The various aspects of the present invention can be practiced alone or in combination with one or more of the other aspects, as will be appreciated by those skilled in the relevant arts. The various aspects of the invention can optionally be provided in combination with one or more of the optional features of the other aspects of the invention. Also, optional features described in relation to one embodiment can typically be combined alone or together with other features in different embodiments of the invention. Various embodiments and aspects of the invention will now be described in detail with reference to the accompanying figures. Still other aspects, features, and advantages of the present invention are readily apparent from the entire description thereof, including the figures, which illustrates a number of exemplary embodiments and aspects and implementations. The invention is also capable of other and different embodiments and aspects, and its several details can be modified in various respects, all without departing from the spirit and scope of the present invention. Accordingly, the drawings and descriptions are to be regarded as illustrative in nature, and not as restrictive. Furthermore, the terminology and phraseology used herein is solely used for descriptive purposes and should not be construed as limiting in scope. Language such as "including", "comprising", "having", "containing" or "involving" and variations thereof, is intended to be broad and encompass the subject matter listed thereafter, equivalents, and additional subject matter not recited, and is not intended to exclude other additives, components, integers or steps. Likewise, the term "comprising" is considered synonymous with the terms "including" or "containing" for applicable legal purposes. Any discussion of documents, acts, materials, devices, articles and the like is included in the specification solely for the purpose of providing a context for the present invention. It is not suggested or represented that any or all of these matters formed part of the prior art base or were common general knowledge in the field relevant to the present invention.

In this disclosure, whenever a composition, an element or a group of elements is preceded with the transitional phrase "comprising", it is understood that we also contemplate the same composition, element or group of elements with transitional phrases "consisting essentially of, "consisting", "selected from the group of consisting of, "including", or "is" preceding the recitation of the composition, element or group of elements and vice versa.

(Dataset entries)
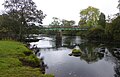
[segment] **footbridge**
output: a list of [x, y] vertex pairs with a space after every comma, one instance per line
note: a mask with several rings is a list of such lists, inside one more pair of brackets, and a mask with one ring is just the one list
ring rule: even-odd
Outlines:
[[80, 28], [80, 27], [44, 27], [41, 30], [45, 31], [85, 31], [88, 29]]

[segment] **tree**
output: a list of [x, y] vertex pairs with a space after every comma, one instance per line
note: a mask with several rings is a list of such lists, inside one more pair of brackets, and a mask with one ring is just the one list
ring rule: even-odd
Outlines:
[[106, 26], [106, 18], [105, 18], [105, 14], [104, 13], [101, 13], [100, 16], [99, 16], [99, 20], [98, 20], [98, 24], [100, 26], [102, 26], [102, 28], [105, 29], [105, 26]]
[[87, 25], [89, 27], [95, 27], [98, 25], [100, 11], [97, 8], [89, 6], [87, 9], [80, 11], [79, 25]]
[[62, 22], [62, 26], [68, 26], [68, 27], [73, 26], [75, 24], [75, 21], [73, 20], [69, 21], [69, 20], [63, 19], [61, 22]]
[[52, 18], [53, 21], [49, 24], [50, 27], [60, 27], [61, 26], [61, 21], [57, 17]]
[[26, 34], [29, 25], [33, 23], [41, 25], [45, 17], [41, 10], [37, 10], [32, 0], [5, 0], [3, 5], [10, 18], [19, 24], [19, 26], [16, 25], [19, 30], [19, 39]]
[[120, 14], [120, 0], [118, 0], [118, 6], [117, 8], [119, 9], [119, 14]]

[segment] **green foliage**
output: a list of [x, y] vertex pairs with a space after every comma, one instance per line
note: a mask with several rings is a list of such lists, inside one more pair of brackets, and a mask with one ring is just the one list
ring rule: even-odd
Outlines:
[[101, 13], [99, 16], [99, 20], [98, 20], [98, 25], [102, 26], [103, 29], [105, 29], [106, 26], [106, 18], [105, 18], [105, 14]]
[[87, 38], [90, 40], [101, 40], [105, 38], [104, 30], [101, 28], [91, 28], [87, 34]]
[[87, 9], [80, 11], [79, 25], [94, 27], [98, 25], [100, 11], [97, 8], [89, 6]]
[[[35, 26], [34, 23], [41, 25], [46, 16], [41, 10], [37, 10], [37, 6], [32, 0], [5, 0], [3, 5], [6, 16], [2, 24], [12, 34], [16, 34], [20, 40], [25, 34], [29, 34], [30, 27]], [[32, 27], [33, 29], [35, 28]]]
[[31, 53], [32, 51], [22, 43], [0, 41], [0, 77], [54, 77], [53, 75], [43, 75], [40, 68], [33, 68], [30, 64], [23, 65], [20, 58], [35, 66], [39, 64], [38, 58]]
[[113, 39], [116, 41], [120, 41], [120, 16], [115, 18], [111, 25], [109, 25], [107, 32], [113, 36]]
[[53, 17], [52, 19], [53, 19], [53, 21], [51, 22], [51, 24], [49, 24], [50, 27], [60, 27], [61, 26], [61, 21], [59, 18]]
[[67, 26], [67, 27], [69, 27], [69, 26], [73, 26], [74, 24], [75, 24], [75, 21], [73, 21], [73, 20], [62, 20], [61, 21], [62, 22], [62, 26]]

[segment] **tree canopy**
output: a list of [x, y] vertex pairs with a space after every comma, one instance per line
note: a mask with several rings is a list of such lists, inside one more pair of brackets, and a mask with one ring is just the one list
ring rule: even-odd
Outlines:
[[89, 6], [86, 9], [80, 11], [79, 25], [93, 27], [98, 25], [100, 11], [99, 9]]
[[[12, 24], [7, 25], [16, 28], [19, 39], [28, 33], [29, 27], [35, 24], [41, 25], [46, 16], [42, 10], [38, 10], [32, 0], [5, 0], [3, 3], [7, 19], [12, 20]], [[8, 20], [6, 20], [7, 22]], [[9, 22], [11, 23], [11, 22]], [[12, 30], [13, 31], [13, 30]], [[16, 33], [15, 32], [15, 33]]]

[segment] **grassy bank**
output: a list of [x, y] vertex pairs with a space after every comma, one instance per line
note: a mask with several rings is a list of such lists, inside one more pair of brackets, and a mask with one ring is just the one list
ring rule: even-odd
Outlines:
[[40, 72], [39, 62], [23, 44], [0, 41], [0, 77], [53, 77]]

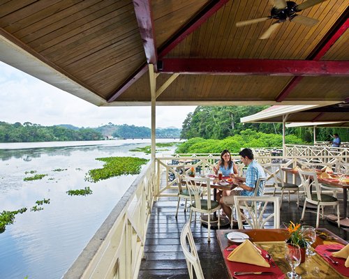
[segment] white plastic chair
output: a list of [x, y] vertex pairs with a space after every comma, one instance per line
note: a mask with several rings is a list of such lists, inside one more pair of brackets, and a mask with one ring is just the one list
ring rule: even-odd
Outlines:
[[[272, 218], [274, 218], [274, 228], [280, 227], [279, 197], [235, 196], [234, 201], [237, 212], [239, 229], [244, 229], [243, 218], [251, 229], [264, 229], [265, 225]], [[274, 206], [272, 213], [266, 212], [267, 206], [270, 203]]]
[[[306, 193], [306, 199], [304, 201], [304, 205], [303, 207], [303, 212], [302, 213], [301, 220], [304, 218], [304, 213], [306, 207], [306, 203], [309, 202], [312, 204], [315, 204], [317, 206], [316, 212], [316, 227], [319, 227], [319, 219], [320, 219], [320, 208], [321, 206], [322, 220], [325, 218], [324, 216], [324, 206], [337, 206], [337, 222], [338, 227], [340, 227], [339, 225], [339, 202], [337, 198], [329, 195], [322, 194], [321, 193], [320, 184], [318, 181], [318, 176], [316, 176], [315, 172], [306, 172], [302, 170], [299, 170], [298, 173], [302, 180], [302, 184], [304, 187], [304, 191]], [[311, 187], [313, 188], [313, 190], [315, 190], [315, 193], [313, 194], [311, 191]], [[315, 188], [315, 189], [314, 189]]]
[[[195, 212], [195, 221], [196, 212], [200, 213], [201, 215], [207, 214], [207, 229], [209, 231], [207, 241], [209, 242], [211, 241], [211, 213], [213, 213], [215, 211], [218, 211], [218, 227], [219, 229], [221, 227], [219, 216], [219, 209], [221, 209], [221, 205], [218, 202], [211, 199], [211, 187], [209, 178], [191, 177], [185, 176], [185, 179], [186, 181], [186, 187], [189, 190], [189, 197], [191, 204], [189, 222], [191, 223], [191, 216], [193, 215], [193, 211]], [[207, 195], [207, 199], [204, 199], [202, 197], [202, 189], [204, 188], [207, 188], [206, 193]]]
[[186, 257], [189, 278], [191, 279], [194, 278], [193, 271], [195, 271], [195, 274], [198, 279], [204, 279], [204, 273], [202, 273], [202, 269], [200, 263], [194, 239], [191, 233], [190, 222], [187, 222], [181, 229], [181, 246], [183, 250], [183, 253]]
[[178, 187], [178, 200], [177, 200], [177, 210], [176, 210], [176, 215], [175, 218], [177, 219], [177, 215], [178, 215], [178, 209], [179, 207], [179, 202], [181, 201], [181, 198], [184, 199], [186, 203], [184, 205], [184, 212], [186, 212], [187, 206], [186, 206], [186, 201], [188, 199], [190, 199], [189, 197], [189, 191], [185, 187], [185, 189], [183, 188], [183, 182], [184, 181], [184, 177], [186, 175], [186, 169], [184, 165], [179, 165], [178, 167], [175, 167], [174, 169], [174, 177], [176, 179], [176, 183], [177, 184]]
[[[277, 166], [273, 166], [273, 170], [274, 170], [274, 193], [273, 196], [275, 196], [275, 192], [276, 191], [276, 189], [281, 188], [281, 197], [280, 199], [280, 206], [282, 204], [283, 202], [283, 193], [285, 191], [288, 192], [288, 203], [290, 203], [290, 192], [292, 192], [292, 193], [295, 193], [297, 192], [297, 207], [299, 207], [299, 186], [297, 184], [293, 184], [293, 183], [286, 183], [285, 182], [285, 179], [283, 178], [283, 171], [281, 169], [281, 165], [278, 165]], [[278, 179], [278, 175], [277, 174], [280, 174], [280, 179]]]

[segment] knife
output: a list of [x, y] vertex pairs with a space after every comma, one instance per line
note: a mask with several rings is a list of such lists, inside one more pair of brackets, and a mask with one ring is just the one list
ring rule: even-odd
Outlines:
[[272, 275], [274, 274], [274, 272], [268, 272], [268, 271], [259, 271], [259, 272], [234, 272], [233, 273], [235, 276], [239, 275]]

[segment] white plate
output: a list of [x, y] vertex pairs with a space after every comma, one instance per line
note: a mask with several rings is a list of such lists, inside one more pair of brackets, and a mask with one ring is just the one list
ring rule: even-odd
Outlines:
[[250, 237], [243, 232], [232, 232], [227, 234], [228, 239], [236, 243], [242, 243]]

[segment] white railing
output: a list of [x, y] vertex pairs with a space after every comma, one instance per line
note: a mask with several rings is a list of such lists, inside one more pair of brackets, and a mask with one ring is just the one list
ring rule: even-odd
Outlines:
[[148, 164], [63, 279], [138, 277], [156, 196], [155, 174]]
[[[186, 155], [186, 156], [184, 156]], [[216, 155], [216, 154], [214, 154]], [[329, 157], [332, 158], [331, 160]], [[263, 167], [268, 180], [273, 178], [271, 163], [281, 163], [283, 166], [295, 167], [316, 162], [312, 165], [323, 166], [325, 164], [334, 168], [336, 164], [348, 162], [346, 156], [255, 156]], [[148, 164], [137, 177], [126, 193], [113, 209], [105, 221], [92, 237], [79, 257], [66, 272], [63, 279], [90, 278], [116, 279], [137, 278], [140, 262], [144, 257], [144, 246], [153, 203], [163, 196], [177, 195], [177, 186], [168, 180], [169, 173], [181, 161], [188, 168], [200, 169], [202, 174], [211, 172], [220, 156], [198, 154], [181, 156], [158, 157], [152, 170]], [[239, 158], [234, 158], [237, 161]], [[325, 160], [326, 159], [326, 160]], [[265, 163], [267, 162], [267, 163]], [[240, 174], [244, 165], [238, 163]], [[161, 179], [165, 181], [161, 183]], [[295, 176], [294, 176], [295, 177]], [[168, 190], [175, 189], [172, 193]]]

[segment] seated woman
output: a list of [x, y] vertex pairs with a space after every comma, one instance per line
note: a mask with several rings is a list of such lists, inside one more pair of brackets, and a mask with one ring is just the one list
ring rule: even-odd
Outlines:
[[[232, 160], [230, 152], [229, 150], [224, 149], [221, 153], [221, 160], [216, 166], [214, 166], [214, 172], [217, 174], [218, 171], [222, 172], [223, 176], [230, 176], [231, 174], [237, 174], [237, 166]], [[221, 197], [223, 196], [222, 190], [217, 191], [216, 199], [219, 202]], [[224, 192], [230, 192], [225, 190]], [[226, 193], [225, 195], [229, 195], [229, 193]]]

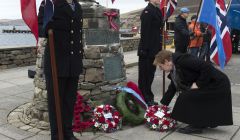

» **Task prompt**: From the patent passage at the top of the page, reproduce word for word the stretch from "In this disclosure, whenever" through "and vice versa.".

» **Solution to this problem**:
In this disclosure, whenever a composition, an element or a group of elements is preceded with the transitional phrase "comprising", it is understood that we also contemplate the same composition, element or group of elements with transitional phrases "consisting essentially of, "consisting", "selected from the group of consisting of, "including", or "is" preceding the recitation of the composition, element or group of elements and vice versa.